* Task to complete
Copy every one of the lines below word for word, leaving out the pictures.

***

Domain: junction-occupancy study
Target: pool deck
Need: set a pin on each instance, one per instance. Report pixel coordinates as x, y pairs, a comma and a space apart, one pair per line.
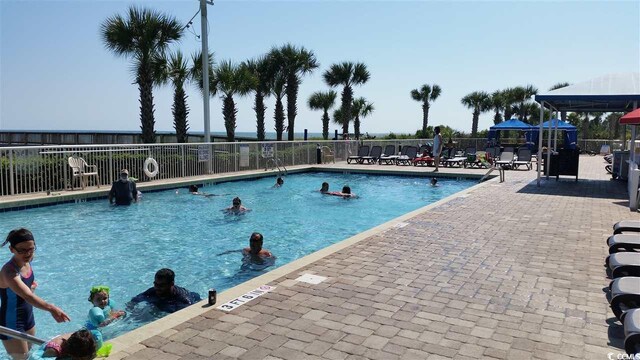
503, 270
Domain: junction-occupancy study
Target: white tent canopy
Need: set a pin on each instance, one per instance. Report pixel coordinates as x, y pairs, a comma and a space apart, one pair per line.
608, 93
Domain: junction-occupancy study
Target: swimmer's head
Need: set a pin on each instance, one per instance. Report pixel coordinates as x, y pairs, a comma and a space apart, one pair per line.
255, 243
99, 296
81, 345
163, 282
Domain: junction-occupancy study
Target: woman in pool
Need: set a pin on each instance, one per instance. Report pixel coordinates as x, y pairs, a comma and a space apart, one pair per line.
104, 310
236, 207
325, 188
17, 297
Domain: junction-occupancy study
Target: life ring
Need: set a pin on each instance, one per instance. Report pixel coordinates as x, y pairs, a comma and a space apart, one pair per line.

***

* Exercise output
Domain: junction-occupancy study
Target: pool deck
Need: set a pin on each instance, one per instance. Report pixel coordinates as x, y pairs, a comma and a space apart, one pair per line.
503, 270
Domain: junction-occupancy study
Target: white tent canopy
Need: set a pin on each instance, one per instance. Report pixel coordinates as x, y pairs, a comma and a space apart, one pair per line.
608, 93
Domain: junction-occupancy study
Target: swimmer's head
Need: set a pin on each instance, one per instance. Report pixel coordinates as x, y pairs, a comma and a space apart, one pair per line.
255, 243
99, 296
81, 345
163, 282
Domain: junction-occupancy study
Target: woman in pool
Need: set a pin on each instance, one per instance. Report pixel coordinates as x, y pairs, a comma and a space apart, one pair per line.
104, 310
236, 207
325, 188
17, 297
Domain: junction-occupancy study
Target: life ring
Need: set a pin on each instance, one per instance. Report pixel coordinates as x, y pairs, a comma and a space apart, one pair per line.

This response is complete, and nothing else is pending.